[Excerpts from a detection dataset]

######

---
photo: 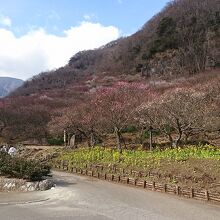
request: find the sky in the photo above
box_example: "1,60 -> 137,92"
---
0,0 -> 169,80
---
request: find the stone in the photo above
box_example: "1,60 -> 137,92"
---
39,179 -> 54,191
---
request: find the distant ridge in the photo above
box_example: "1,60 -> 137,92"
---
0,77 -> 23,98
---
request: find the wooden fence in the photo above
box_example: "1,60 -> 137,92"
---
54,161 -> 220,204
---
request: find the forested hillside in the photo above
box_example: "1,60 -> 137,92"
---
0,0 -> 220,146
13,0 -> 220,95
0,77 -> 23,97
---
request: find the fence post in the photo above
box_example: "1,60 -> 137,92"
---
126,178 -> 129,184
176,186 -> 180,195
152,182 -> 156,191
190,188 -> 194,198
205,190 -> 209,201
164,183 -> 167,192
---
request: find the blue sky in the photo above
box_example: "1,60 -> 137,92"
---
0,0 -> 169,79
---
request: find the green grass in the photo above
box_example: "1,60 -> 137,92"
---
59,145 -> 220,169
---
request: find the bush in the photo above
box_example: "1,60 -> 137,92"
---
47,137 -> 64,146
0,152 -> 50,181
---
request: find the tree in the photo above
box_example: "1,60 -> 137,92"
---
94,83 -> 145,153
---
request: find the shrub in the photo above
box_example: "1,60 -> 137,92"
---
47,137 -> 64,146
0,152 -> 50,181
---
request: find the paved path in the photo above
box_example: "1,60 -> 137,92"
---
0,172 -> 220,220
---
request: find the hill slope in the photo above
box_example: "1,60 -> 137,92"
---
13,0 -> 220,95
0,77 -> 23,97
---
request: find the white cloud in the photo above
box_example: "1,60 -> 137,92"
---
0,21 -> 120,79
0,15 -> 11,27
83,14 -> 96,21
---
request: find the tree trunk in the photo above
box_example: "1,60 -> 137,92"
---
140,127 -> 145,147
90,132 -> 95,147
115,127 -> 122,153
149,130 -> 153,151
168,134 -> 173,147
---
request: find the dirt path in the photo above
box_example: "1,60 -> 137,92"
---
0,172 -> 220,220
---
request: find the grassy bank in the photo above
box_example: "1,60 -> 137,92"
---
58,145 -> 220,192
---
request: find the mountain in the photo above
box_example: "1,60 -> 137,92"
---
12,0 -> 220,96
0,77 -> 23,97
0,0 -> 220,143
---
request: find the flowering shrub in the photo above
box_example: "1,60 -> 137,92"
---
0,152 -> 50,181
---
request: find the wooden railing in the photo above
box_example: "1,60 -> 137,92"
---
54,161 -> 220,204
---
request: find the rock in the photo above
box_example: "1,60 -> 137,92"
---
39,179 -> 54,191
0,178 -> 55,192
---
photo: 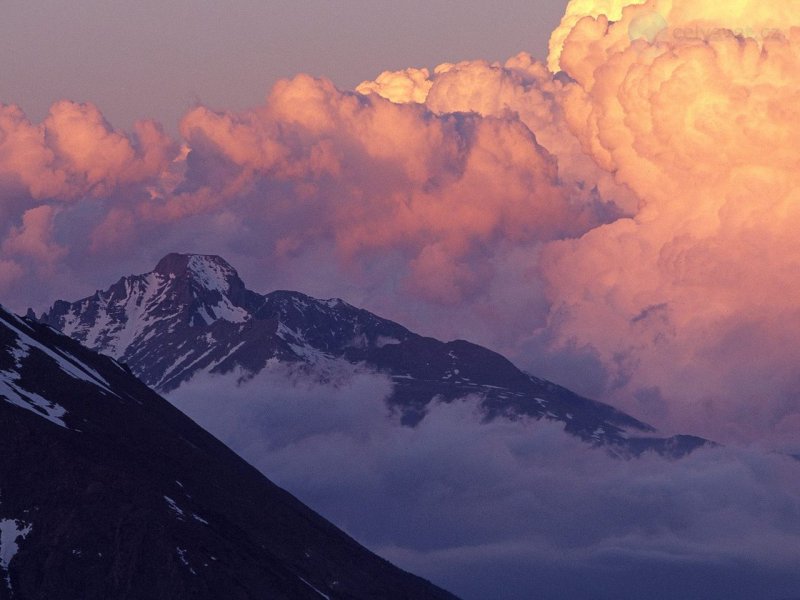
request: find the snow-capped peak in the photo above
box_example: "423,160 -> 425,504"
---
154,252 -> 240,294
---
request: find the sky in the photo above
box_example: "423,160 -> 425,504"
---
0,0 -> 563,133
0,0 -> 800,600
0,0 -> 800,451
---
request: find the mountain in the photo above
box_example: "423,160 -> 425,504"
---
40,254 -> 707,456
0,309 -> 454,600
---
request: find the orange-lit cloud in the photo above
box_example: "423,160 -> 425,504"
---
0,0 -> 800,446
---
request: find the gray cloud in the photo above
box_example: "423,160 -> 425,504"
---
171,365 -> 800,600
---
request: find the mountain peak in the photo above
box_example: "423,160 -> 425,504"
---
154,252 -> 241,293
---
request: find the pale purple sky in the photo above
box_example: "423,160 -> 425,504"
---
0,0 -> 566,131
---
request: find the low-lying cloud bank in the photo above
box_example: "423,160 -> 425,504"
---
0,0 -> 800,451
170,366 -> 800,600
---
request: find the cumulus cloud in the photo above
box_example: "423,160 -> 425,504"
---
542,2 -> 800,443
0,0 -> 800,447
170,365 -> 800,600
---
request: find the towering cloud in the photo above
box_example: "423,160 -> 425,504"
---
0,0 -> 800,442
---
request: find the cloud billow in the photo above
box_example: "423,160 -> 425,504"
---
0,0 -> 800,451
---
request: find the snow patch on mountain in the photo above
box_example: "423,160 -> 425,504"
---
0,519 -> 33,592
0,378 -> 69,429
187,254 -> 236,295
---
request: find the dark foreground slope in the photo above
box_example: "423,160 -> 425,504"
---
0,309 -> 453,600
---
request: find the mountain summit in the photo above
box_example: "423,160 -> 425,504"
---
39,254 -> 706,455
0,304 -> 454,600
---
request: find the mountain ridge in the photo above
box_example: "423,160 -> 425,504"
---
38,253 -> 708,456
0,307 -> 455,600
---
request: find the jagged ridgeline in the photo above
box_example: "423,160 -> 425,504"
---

######

▶ Exercise goal
Restate each line of the records exactly; pictures do not belong in the copy.

▶ Answer
---
photo: 
request: find the sky in the photo above
box_example: "1,60 -> 137,92"
---
0,0 -> 169,80
---
request: find the stone in the photo above
box_example: "1,60 -> 137,92"
---
39,179 -> 54,191
---
request: find the distant ridge in the photo above
box_example: "1,60 -> 137,92"
---
0,77 -> 23,98
---
request: find the wooden fence in the photo above
box_example: "1,60 -> 137,92"
---
54,161 -> 220,204
---
request: find the forested hillside in the photo above
box_example: "1,60 -> 137,92"
---
0,0 -> 220,146
13,0 -> 220,95
0,77 -> 23,97
---
request: find the fence post in the photo above
box_example: "1,60 -> 137,92"
---
126,178 -> 129,184
176,186 -> 180,195
152,182 -> 156,191
190,188 -> 194,198
205,190 -> 209,201
164,183 -> 167,192
---
request: find the blue sky in the photo above
box_example: "1,60 -> 137,92"
---
0,0 -> 169,79
---
request: find the green grass in the photo above
box_example: "1,60 -> 137,92"
---
59,145 -> 220,169
---
request: find the bush in the photo above
box_example: "1,60 -> 137,92"
---
47,137 -> 64,146
0,152 -> 50,181
---
request: find the tree in the photo above
box_example: "1,60 -> 137,92"
---
94,83 -> 145,153
---
request: find the shrub in the photo above
box_example: "1,60 -> 137,92"
---
47,137 -> 64,146
0,152 -> 50,181
---
request: find the paved path in the photo above
box_example: "1,60 -> 137,92"
---
0,172 -> 220,220
---
request: find the hill slope in the photo above
box_example: "1,60 -> 137,92"
---
13,0 -> 220,95
0,77 -> 23,97
---
request: find the white cloud in the photo above
box_example: "1,60 -> 137,92"
---
0,21 -> 120,79
0,15 -> 11,27
83,14 -> 96,21
---
request: find the tree trunk in the photo above
box_example: "1,60 -> 137,92"
---
140,127 -> 145,147
90,132 -> 95,147
115,127 -> 122,153
149,130 -> 153,151
168,134 -> 173,147
---
request: find the dirt path in the photo above
box_example: "1,60 -> 137,92"
---
0,172 -> 220,220
---
request: find the grassy bank in the photo above
box_example: "1,60 -> 137,92"
---
58,145 -> 220,192
---
request: find the mountain in the photo above
box_example: "1,60 -> 137,92"
---
12,0 -> 220,96
0,77 -> 23,97
0,0 -> 220,143
---
request: find the flowering shrub in the photo above
box_example: "1,60 -> 137,92"
---
0,152 -> 50,181
---
request: find the wooden railing in the photo above
box_example: "1,60 -> 137,92"
---
54,161 -> 220,204
---
request: find the rock in the photo above
box_example: "1,60 -> 137,92"
---
39,179 -> 54,191
0,178 -> 55,192
---
photo: 
request: find the snow-capped peak in the photo above
box_example: "423,160 -> 425,504"
---
154,252 -> 240,294
---
request: find the sky in the photo above
box_example: "423,160 -> 425,504"
---
0,0 -> 563,133
0,0 -> 800,600
0,0 -> 800,451
---
request: find the mountain in the photo above
box_example: "423,160 -> 425,504"
---
40,254 -> 707,456
0,309 -> 454,600
---
request: find the orange-lit cloud in the photo above
box_example: "423,160 -> 425,504"
---
0,0 -> 800,446
---
request: find the gray cloud in the photo above
box_example: "423,160 -> 425,504"
---
171,365 -> 800,600
---
request: find the mountain peak in the photo above
box_example: "423,160 -> 425,504"
---
154,252 -> 241,293
---
request: find the pale purple sky in the photo above
box_example: "423,160 -> 425,504"
---
0,0 -> 566,131
---
request: find the low-lying cloud bank in the photo above
box_example: "423,160 -> 425,504"
---
0,0 -> 800,451
170,366 -> 800,600
---
request: find the cumulus cloud in the photo above
box_example: "423,160 -> 425,504"
---
542,2 -> 800,443
0,0 -> 800,447
170,365 -> 800,600
---
request: find the towering cloud in the photo above
box_example: "423,160 -> 425,504"
---
0,0 -> 800,442
---
request: find the cloud billow in the photo above
box_example: "423,160 -> 425,504"
---
0,0 -> 800,451
---
request: find the snow patch on mountain in the photo above
box_example: "423,160 -> 425,504"
---
0,519 -> 33,592
0,378 -> 69,429
187,254 -> 236,295
---
request: find the dark foreground slope in the photo above
box_example: "423,160 -> 425,504"
---
0,309 -> 453,600
---
request: find the mountain summit in the photo above
box_example: "423,160 -> 425,504"
---
39,254 -> 706,455
0,304 -> 454,600
---
request: find the mountain ridge in the photo above
box_example: "423,160 -> 425,504"
---
38,253 -> 708,456
0,307 -> 455,600
---
request: find the jagged ridgeline in the photo above
box_example: "423,160 -> 425,504"
---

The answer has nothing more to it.